Matt Schmidgall, School Programs Manager for Pima County Health Department, said distance learning during the pandemic has had a big impact on students and teachers and the health department wants to ensure it is providing resources that are easily accessible.

“Through this program, they can bypass that lengthy intake process. No assessment. Really a great way to get introduced to what mental health support is out there in our community,” Schmidgall said.

Raquel Goodrich, CEO of Text, Talk, Act is working with the county to provide resources through a text messaging app.

Goodrich said students and staff can get advice, watch videos and get mental health support all right here through their phones.

“We’ve spent months going through the county, talking to young people, talking to educational staff to better understand what their mental health needs are as we’ve gone through the pandemic,” Goodrich said. “Now we have this specific app available for grades K-12 and all educational staff.”

It works by texting “Connect” to (833) 429-1994 for the student activity or “Staff” to (833) 429-1005. By texting that number with the specific title, you will get mental health resources catered to your needs.

▸ PROVIDED DATA
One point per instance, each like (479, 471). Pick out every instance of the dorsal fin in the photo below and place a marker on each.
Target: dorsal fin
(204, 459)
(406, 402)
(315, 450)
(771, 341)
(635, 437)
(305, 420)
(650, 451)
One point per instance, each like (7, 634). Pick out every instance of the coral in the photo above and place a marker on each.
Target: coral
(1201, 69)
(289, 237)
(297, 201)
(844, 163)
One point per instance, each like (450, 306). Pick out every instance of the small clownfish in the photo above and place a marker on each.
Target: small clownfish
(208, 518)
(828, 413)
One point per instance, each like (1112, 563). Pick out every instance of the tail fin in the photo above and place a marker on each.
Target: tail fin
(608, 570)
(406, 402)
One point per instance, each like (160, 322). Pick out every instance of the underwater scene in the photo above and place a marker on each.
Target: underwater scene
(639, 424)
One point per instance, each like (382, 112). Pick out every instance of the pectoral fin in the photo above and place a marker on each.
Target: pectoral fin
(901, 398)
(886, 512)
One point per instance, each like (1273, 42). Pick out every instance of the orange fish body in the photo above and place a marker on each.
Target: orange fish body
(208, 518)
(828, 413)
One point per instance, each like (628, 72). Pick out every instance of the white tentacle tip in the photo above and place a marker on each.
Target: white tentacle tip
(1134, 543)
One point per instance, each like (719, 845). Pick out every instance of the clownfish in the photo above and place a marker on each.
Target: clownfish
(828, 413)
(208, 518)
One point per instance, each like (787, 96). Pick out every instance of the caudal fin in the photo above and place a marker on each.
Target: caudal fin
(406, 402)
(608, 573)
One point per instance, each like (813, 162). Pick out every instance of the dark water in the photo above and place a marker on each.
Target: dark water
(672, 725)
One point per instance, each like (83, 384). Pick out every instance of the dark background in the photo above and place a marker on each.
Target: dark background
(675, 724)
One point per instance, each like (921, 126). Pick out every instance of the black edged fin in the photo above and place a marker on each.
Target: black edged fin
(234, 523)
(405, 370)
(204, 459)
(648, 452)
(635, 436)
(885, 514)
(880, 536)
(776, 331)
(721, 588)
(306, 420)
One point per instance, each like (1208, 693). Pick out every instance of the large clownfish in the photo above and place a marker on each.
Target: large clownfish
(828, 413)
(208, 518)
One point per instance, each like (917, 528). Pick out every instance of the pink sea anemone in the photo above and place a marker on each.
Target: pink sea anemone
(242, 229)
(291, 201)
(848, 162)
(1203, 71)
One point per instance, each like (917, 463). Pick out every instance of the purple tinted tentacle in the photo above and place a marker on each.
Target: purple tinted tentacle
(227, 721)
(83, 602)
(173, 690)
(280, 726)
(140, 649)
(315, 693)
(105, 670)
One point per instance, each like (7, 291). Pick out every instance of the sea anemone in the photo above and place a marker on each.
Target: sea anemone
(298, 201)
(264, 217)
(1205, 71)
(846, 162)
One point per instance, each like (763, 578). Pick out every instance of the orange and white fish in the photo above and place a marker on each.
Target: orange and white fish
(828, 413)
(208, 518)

▸ TASKS AND EXERCISES
**a.** In the text about the county's mental health texting program, what word does educational staff text to (833) 429-1005?
**b.** Pick up the text about the county's mental health texting program after its last sentence and continue it.

▸ TASK ANSWERS
**a.** "Staff"

**b.**
“If you’re a student you’re going to learn coping skills. That was the biggest thing that we learned from youth, that they understand mental health, they are comfortable talking about it, but they don’t necessarily possess the skills that they need in order to be able to take care of their mental health,” Goodrich said.

She said they’re learning teachers are feeling overwhelmed or “burned out.” Goodrich said they are working to help teachers maintain a work/home balance after coming back to the classroom full-time.

“The past two years have been really difficult in terms of workload, burnout and stress,” Goodrich said. “Even more importantly, we’ve learned there’s systemic issues and the app is made for us to hear from them about what some of those core issues are that they’re facing, so that we as a group in the community can look to see if we can address some of those issues.”

The app gives links to in-person services as well through a county-wide link.